(Dataset entries)
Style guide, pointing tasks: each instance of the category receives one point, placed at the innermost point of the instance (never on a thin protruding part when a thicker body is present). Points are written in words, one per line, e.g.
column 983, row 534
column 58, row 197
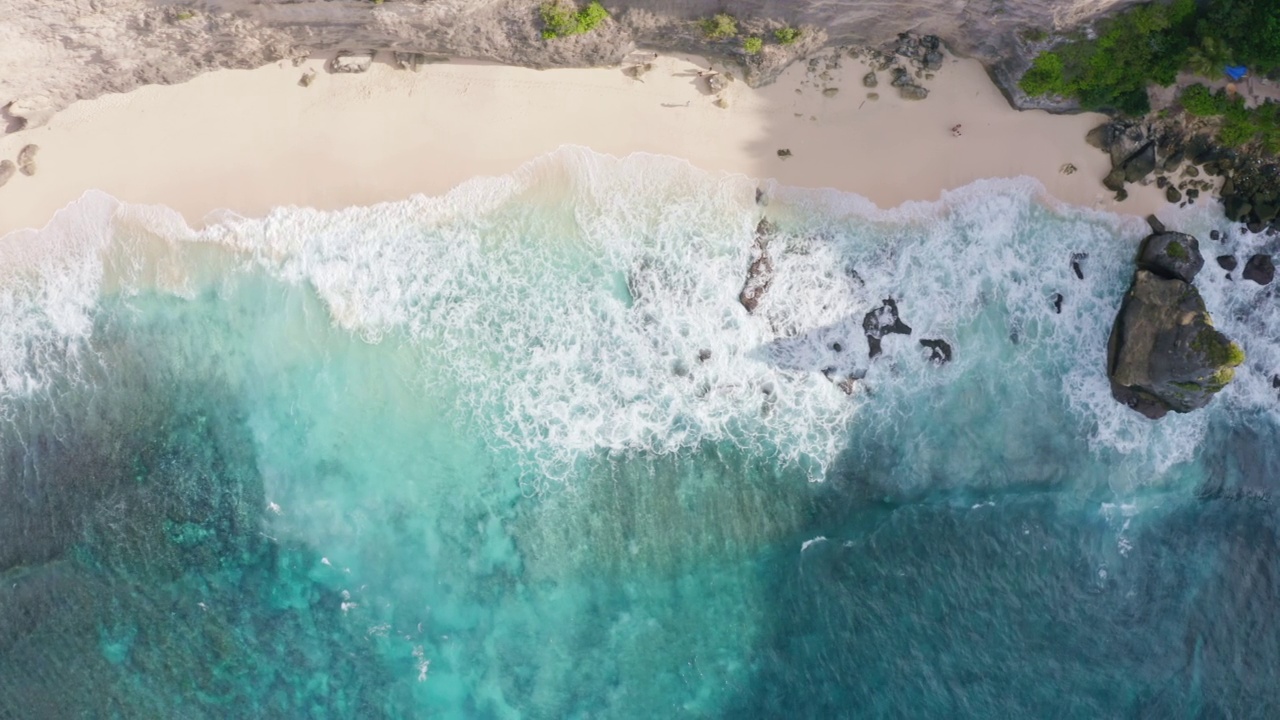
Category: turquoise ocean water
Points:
column 461, row 458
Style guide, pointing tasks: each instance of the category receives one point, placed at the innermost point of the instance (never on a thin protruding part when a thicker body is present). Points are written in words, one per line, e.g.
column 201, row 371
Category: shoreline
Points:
column 248, row 141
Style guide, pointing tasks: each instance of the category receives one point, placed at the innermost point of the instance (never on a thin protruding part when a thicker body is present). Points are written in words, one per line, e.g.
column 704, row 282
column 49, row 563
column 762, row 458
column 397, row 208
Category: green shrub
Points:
column 786, row 35
column 1200, row 101
column 561, row 18
column 721, row 26
column 1045, row 76
column 1150, row 44
column 1248, row 28
column 1139, row 46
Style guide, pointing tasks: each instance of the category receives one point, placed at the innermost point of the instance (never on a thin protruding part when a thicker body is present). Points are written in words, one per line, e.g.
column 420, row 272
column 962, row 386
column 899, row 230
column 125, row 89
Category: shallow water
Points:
column 458, row 458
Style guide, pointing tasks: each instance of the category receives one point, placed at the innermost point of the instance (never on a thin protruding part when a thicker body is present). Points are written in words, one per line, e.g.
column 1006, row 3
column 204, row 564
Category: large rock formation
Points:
column 54, row 53
column 1165, row 352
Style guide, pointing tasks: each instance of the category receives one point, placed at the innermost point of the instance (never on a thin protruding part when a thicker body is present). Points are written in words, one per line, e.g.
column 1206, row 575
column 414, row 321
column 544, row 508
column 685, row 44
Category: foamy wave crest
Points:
column 49, row 286
column 574, row 304
column 571, row 304
column 586, row 304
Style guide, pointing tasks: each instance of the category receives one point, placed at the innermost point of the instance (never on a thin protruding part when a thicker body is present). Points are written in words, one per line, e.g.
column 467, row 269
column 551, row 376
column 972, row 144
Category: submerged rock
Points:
column 1260, row 269
column 1164, row 352
column 881, row 322
column 1171, row 255
column 940, row 350
column 1077, row 258
column 759, row 274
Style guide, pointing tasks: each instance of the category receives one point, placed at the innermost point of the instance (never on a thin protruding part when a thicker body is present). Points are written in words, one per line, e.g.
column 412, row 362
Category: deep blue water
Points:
column 458, row 458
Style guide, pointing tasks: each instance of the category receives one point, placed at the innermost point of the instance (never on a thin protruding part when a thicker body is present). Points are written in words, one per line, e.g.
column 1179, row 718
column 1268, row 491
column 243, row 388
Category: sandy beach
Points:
column 252, row 140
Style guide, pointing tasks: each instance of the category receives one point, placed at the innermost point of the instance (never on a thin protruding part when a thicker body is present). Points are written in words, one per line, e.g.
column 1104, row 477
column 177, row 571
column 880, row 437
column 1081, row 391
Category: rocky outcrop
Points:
column 881, row 322
column 1183, row 162
column 759, row 273
column 1164, row 352
column 54, row 53
column 1171, row 255
column 940, row 350
column 1260, row 269
column 352, row 62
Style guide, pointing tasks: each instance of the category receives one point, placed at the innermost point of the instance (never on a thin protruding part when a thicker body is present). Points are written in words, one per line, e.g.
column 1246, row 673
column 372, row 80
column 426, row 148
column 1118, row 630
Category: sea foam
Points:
column 570, row 302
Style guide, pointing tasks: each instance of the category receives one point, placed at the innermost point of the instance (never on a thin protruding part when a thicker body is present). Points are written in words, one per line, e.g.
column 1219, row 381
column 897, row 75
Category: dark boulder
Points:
column 1127, row 141
column 1171, row 255
column 1260, row 269
column 1077, row 258
column 940, row 350
column 759, row 273
column 1164, row 352
column 881, row 322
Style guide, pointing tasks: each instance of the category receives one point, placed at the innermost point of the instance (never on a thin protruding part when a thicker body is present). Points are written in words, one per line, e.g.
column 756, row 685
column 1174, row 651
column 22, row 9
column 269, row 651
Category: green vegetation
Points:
column 1150, row 44
column 1240, row 124
column 1220, row 378
column 721, row 26
column 561, row 18
column 1217, row 350
column 786, row 35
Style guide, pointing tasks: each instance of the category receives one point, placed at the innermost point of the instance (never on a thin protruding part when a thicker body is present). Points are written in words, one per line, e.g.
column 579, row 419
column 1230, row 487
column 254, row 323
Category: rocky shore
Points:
column 53, row 54
column 1180, row 158
column 1165, row 354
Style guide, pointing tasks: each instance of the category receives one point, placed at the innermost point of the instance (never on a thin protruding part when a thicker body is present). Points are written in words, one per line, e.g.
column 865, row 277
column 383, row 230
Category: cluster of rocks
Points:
column 909, row 62
column 1185, row 164
column 877, row 323
column 26, row 164
column 759, row 273
column 924, row 51
column 1164, row 352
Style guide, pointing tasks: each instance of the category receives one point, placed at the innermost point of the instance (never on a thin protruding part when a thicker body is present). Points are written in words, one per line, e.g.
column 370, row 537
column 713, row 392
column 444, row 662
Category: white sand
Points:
column 252, row 140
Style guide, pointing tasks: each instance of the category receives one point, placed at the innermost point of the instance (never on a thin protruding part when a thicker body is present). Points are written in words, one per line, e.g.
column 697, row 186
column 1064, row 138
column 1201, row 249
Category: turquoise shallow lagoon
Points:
column 520, row 452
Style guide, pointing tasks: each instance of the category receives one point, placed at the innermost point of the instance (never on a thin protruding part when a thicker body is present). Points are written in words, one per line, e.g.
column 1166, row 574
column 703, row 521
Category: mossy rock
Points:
column 1165, row 352
column 1171, row 255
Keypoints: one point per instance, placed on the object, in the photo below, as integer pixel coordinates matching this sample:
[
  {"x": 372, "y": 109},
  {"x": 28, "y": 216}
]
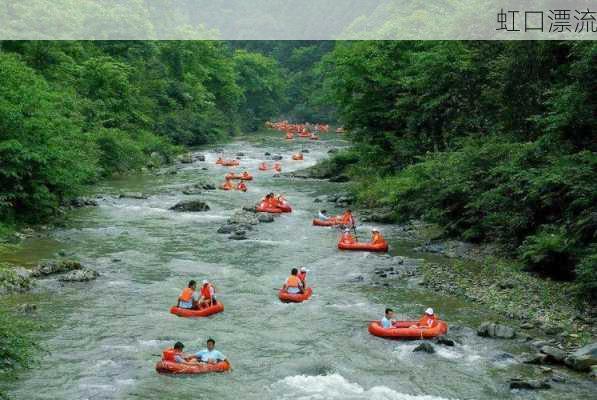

ACTION ITEM: After going through the entries, say how many lines contain the string "water". Nothing else belongs in the reply.

REPLY: 3